**Task to carry out**
For every line in the entries that contains "guitar", show the whole line.

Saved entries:

BEGIN

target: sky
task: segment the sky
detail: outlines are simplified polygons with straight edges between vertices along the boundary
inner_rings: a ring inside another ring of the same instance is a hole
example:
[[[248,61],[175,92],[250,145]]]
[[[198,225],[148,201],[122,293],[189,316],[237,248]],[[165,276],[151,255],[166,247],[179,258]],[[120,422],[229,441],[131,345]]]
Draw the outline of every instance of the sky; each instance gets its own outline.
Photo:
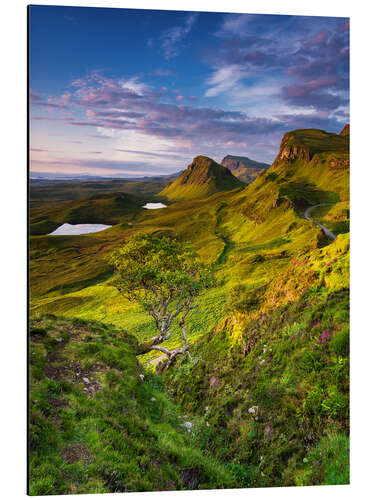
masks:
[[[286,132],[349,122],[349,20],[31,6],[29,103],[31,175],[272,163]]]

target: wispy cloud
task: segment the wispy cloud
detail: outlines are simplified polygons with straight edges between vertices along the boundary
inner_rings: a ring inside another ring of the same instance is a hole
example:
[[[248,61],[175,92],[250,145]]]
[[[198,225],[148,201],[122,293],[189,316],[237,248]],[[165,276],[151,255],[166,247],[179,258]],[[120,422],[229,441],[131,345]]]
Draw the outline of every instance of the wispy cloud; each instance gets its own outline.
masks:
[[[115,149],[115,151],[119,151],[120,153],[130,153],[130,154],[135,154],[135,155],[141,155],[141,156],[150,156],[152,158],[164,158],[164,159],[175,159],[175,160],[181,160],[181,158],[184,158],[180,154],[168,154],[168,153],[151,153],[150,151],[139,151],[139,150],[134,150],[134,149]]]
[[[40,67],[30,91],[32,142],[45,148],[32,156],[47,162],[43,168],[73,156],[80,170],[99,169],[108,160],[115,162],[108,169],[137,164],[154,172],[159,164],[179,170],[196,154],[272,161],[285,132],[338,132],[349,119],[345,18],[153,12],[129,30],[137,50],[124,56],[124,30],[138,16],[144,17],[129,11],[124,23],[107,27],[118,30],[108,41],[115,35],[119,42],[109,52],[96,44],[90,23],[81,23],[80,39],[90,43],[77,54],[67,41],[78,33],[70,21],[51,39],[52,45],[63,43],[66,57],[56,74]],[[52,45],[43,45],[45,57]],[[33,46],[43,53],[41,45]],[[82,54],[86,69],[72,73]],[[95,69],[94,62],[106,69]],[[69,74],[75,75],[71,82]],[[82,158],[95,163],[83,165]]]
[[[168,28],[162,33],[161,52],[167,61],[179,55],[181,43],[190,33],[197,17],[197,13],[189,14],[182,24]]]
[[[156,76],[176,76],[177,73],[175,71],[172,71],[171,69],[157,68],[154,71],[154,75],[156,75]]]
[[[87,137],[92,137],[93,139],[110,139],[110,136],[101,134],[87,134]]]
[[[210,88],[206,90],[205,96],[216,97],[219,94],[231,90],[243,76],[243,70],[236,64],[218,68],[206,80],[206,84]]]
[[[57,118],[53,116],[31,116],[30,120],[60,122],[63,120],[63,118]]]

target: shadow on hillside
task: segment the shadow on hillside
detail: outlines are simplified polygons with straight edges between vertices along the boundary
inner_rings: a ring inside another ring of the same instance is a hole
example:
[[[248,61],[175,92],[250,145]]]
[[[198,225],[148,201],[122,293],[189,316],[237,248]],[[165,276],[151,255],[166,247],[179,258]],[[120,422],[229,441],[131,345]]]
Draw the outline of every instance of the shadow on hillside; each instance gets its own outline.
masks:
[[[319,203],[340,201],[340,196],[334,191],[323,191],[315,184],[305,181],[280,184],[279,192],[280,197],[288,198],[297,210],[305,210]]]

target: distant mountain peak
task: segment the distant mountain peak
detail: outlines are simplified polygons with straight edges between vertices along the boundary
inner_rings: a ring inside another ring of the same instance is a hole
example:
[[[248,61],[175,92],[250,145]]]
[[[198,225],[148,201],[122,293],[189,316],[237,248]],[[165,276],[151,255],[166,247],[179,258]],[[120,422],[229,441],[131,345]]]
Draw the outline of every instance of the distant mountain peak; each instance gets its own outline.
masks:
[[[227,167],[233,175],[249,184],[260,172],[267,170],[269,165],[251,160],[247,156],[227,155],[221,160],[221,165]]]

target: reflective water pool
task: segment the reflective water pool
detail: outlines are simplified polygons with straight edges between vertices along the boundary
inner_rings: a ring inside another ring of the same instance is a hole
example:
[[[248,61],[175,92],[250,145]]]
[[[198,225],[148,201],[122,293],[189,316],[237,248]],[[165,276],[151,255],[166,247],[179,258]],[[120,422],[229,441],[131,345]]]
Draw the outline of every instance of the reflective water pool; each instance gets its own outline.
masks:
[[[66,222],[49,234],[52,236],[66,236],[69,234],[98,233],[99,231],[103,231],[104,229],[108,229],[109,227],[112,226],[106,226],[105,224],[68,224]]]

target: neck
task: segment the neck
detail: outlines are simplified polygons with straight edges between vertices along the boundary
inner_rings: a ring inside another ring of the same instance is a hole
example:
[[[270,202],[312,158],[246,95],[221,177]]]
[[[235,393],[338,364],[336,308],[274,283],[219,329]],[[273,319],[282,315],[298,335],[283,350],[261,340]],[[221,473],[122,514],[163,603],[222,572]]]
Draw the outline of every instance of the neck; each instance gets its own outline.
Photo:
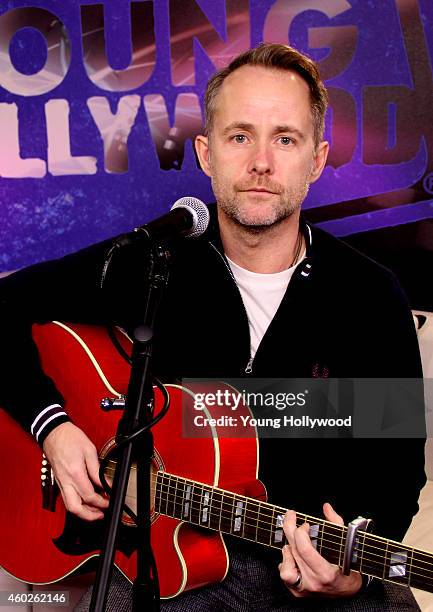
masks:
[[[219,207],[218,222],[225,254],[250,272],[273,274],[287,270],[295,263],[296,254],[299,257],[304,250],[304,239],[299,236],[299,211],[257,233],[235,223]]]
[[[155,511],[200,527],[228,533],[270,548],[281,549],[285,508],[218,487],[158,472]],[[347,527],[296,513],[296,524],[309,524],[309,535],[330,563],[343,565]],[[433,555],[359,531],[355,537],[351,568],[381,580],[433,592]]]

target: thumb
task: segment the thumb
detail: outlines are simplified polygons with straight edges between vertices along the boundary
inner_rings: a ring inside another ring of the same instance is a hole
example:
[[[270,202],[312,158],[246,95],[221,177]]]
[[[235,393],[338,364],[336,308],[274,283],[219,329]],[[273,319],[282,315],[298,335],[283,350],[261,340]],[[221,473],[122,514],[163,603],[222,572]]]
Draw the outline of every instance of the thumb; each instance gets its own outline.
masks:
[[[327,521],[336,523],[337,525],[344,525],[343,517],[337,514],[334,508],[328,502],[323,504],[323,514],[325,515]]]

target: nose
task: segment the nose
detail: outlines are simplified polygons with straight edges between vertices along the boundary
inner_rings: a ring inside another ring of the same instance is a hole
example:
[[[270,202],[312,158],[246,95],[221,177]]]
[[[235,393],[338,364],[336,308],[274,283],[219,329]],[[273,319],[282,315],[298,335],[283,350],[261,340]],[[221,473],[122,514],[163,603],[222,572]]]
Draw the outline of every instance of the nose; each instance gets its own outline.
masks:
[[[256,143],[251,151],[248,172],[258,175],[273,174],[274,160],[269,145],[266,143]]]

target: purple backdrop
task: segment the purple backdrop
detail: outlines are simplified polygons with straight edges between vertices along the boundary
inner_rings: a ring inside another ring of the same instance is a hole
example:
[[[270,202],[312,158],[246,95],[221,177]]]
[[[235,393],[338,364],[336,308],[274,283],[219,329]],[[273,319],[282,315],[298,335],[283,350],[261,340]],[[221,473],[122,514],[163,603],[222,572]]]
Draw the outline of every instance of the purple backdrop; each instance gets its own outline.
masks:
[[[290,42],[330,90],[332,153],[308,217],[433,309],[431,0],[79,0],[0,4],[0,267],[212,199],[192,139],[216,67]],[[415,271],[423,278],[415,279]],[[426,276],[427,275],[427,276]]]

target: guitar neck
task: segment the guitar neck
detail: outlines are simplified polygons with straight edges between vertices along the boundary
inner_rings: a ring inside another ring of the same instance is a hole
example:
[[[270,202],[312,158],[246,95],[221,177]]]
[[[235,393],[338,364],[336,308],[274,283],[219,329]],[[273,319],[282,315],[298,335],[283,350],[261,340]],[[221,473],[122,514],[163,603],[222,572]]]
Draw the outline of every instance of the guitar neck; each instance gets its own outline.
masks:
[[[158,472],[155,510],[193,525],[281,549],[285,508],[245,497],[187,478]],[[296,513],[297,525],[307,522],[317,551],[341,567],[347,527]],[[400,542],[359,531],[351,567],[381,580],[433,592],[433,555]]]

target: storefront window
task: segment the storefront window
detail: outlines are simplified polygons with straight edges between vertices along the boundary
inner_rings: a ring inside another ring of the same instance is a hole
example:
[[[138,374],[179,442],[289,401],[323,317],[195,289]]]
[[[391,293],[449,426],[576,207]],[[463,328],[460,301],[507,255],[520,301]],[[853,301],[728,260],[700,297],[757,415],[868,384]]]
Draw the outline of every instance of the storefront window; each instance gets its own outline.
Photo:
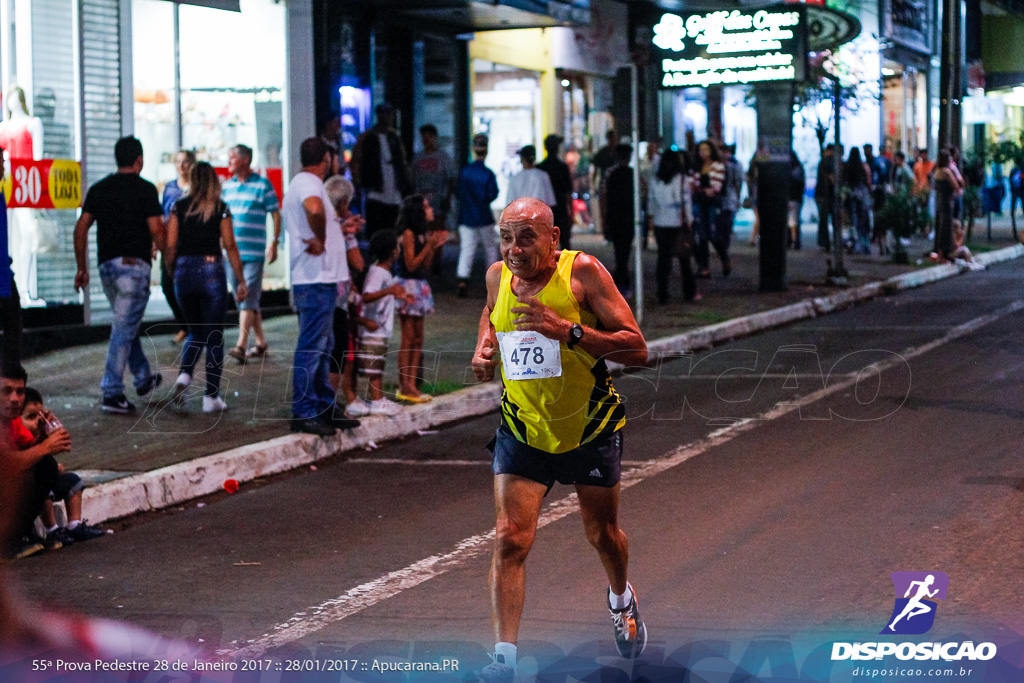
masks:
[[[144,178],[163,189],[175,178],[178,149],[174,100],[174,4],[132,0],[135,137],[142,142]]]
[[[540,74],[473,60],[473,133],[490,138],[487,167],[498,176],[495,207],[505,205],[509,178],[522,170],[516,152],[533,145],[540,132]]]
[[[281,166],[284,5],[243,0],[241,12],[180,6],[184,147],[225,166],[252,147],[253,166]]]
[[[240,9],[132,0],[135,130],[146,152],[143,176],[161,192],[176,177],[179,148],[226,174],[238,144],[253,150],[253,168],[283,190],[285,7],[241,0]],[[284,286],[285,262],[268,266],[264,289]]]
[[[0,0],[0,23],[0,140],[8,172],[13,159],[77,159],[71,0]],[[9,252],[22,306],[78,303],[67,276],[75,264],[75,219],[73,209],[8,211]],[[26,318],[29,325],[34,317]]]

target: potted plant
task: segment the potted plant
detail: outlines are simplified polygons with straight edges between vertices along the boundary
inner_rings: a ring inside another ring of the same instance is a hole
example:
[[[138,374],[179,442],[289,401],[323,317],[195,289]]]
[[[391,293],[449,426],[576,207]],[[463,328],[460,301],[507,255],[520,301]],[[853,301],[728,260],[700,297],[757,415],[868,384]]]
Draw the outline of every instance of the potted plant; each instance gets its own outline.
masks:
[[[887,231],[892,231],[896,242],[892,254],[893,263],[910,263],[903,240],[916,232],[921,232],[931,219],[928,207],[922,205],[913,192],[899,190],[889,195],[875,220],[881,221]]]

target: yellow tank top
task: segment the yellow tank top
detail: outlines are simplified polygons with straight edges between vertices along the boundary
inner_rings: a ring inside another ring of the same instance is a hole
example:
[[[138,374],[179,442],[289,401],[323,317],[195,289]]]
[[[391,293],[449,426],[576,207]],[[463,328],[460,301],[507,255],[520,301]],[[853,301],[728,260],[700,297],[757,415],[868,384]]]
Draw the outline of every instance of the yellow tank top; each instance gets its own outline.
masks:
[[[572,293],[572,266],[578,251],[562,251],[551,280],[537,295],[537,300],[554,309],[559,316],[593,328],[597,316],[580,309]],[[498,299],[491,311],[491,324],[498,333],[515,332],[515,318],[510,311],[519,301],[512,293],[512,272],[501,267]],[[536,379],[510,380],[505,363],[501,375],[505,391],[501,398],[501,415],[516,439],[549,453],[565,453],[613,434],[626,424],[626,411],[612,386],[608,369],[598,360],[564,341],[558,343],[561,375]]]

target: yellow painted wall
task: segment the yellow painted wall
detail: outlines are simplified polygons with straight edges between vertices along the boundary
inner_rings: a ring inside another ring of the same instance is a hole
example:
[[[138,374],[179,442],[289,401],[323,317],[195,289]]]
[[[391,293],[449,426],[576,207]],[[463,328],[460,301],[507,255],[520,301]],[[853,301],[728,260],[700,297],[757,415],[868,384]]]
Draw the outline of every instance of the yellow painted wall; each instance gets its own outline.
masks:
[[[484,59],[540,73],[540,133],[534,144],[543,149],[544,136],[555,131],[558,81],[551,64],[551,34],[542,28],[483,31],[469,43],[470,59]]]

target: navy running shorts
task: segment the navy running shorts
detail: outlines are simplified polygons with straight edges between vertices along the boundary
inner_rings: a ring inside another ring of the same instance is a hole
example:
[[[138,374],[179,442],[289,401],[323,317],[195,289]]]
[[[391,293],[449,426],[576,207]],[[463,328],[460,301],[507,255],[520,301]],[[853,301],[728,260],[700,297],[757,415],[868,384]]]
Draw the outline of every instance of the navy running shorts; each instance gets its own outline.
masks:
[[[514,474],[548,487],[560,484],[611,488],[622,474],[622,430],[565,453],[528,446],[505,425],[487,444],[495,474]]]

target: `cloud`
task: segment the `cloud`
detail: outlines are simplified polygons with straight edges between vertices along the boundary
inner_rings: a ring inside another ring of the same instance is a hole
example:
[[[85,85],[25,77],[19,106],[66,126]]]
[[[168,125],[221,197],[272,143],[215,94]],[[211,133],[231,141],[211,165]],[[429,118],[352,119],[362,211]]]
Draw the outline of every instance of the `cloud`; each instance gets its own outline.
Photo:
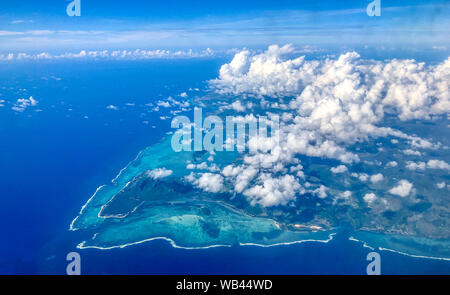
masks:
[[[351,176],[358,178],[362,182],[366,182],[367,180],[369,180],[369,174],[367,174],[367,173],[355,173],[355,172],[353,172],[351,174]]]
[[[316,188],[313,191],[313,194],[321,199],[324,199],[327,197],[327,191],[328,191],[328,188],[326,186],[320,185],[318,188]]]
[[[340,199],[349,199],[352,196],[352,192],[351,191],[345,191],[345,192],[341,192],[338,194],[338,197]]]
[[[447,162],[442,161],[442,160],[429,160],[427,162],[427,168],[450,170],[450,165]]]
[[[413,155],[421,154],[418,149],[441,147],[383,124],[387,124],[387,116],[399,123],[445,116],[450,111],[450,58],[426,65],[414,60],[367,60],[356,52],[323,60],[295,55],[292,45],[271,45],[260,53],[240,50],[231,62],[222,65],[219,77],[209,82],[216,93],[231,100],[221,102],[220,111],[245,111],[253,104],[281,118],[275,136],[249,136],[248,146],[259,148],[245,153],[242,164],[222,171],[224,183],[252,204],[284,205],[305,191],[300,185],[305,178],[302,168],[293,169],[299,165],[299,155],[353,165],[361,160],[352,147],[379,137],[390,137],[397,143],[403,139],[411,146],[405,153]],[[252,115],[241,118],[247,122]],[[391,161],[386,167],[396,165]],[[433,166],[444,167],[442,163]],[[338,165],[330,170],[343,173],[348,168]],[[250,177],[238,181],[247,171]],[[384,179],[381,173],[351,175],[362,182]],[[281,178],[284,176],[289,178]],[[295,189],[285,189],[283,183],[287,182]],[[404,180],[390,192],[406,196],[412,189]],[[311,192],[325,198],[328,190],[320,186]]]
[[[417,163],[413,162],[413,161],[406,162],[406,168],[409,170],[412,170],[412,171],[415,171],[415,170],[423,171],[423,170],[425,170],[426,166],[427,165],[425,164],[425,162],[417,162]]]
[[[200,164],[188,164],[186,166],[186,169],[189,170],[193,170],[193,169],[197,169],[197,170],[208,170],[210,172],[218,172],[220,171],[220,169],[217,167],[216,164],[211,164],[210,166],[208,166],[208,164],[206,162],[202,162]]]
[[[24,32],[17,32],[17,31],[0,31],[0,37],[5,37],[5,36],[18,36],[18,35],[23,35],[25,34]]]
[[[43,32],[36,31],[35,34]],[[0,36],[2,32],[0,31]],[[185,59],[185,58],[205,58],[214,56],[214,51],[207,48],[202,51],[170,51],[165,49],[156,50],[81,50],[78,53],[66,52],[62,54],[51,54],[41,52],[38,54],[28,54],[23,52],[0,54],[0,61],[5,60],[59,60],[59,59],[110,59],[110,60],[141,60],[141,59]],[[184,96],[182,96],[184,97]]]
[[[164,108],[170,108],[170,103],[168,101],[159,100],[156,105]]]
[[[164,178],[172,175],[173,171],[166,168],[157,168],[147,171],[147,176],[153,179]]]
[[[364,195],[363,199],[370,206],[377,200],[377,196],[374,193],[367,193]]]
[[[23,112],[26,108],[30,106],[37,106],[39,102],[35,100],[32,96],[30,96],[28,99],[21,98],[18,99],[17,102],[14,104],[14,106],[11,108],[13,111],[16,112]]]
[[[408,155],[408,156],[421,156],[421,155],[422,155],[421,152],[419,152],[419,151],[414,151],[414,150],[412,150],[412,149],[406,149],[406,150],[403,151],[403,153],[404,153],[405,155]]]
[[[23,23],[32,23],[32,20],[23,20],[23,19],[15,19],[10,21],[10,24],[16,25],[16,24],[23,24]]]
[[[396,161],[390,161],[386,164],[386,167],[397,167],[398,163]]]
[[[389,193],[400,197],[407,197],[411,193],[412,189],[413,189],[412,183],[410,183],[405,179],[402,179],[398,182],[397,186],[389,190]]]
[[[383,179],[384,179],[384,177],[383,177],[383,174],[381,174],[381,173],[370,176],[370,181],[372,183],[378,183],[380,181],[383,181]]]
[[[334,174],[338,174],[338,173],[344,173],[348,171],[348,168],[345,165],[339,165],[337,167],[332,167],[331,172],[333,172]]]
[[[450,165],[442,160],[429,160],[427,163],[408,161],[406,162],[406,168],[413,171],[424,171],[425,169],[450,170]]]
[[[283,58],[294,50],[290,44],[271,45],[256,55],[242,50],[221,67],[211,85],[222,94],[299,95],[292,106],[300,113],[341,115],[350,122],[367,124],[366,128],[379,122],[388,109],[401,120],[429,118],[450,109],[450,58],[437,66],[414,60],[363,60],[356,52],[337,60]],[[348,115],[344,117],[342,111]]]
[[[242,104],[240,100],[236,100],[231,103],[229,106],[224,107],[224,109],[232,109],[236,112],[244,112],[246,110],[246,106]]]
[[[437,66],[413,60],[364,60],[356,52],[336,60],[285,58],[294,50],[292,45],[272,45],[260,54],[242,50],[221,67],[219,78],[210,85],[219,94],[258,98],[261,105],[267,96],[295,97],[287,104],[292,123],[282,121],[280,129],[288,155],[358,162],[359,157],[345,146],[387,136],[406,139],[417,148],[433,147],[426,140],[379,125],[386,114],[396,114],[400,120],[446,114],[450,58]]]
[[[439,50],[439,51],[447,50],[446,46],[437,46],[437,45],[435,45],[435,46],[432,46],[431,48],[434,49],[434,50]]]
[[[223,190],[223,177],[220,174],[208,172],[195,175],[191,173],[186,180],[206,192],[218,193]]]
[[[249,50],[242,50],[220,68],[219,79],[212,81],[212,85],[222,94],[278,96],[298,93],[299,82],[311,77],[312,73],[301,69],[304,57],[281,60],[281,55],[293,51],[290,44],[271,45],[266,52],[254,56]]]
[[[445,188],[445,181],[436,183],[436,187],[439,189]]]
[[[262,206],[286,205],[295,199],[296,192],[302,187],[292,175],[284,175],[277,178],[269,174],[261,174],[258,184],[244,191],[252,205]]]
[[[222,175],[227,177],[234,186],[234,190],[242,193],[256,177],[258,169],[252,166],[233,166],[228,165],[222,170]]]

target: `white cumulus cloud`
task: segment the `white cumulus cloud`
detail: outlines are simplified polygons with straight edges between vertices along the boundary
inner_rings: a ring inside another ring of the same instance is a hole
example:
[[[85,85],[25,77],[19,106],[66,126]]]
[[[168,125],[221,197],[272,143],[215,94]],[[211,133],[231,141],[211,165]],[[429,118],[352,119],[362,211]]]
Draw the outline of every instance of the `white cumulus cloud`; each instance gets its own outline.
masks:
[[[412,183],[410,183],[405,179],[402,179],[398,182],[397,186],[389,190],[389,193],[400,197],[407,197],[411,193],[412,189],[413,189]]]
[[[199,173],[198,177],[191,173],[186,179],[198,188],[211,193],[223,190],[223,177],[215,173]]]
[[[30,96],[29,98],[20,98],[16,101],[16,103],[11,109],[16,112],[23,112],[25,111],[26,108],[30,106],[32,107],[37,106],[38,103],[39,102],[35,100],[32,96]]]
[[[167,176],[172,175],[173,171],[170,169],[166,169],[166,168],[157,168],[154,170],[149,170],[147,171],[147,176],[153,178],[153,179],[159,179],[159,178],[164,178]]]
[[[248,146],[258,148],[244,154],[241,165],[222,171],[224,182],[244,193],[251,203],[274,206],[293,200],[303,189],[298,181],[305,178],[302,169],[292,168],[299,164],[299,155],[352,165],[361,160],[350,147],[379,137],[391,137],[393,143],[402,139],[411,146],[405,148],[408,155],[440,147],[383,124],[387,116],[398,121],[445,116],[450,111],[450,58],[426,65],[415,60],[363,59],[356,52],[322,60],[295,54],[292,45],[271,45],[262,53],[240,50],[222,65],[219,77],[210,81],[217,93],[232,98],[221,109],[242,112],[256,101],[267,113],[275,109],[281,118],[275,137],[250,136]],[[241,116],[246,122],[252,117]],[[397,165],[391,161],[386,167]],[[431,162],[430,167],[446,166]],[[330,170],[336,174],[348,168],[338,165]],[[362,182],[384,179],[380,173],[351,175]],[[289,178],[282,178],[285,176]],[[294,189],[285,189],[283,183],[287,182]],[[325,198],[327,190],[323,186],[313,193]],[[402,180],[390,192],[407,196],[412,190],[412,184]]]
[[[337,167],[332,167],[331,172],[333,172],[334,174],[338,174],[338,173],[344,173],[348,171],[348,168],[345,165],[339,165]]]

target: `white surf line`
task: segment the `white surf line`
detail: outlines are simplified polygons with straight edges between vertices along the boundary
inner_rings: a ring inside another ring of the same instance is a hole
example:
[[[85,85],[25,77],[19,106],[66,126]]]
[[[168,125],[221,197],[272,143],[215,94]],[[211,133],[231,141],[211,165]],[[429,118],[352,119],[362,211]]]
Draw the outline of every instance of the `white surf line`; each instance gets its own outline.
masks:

END

**Your solution**
target: guitar neck
task: segment the guitar neck
Draw the outline of every instance of the guitar neck; each instance gets its own outline.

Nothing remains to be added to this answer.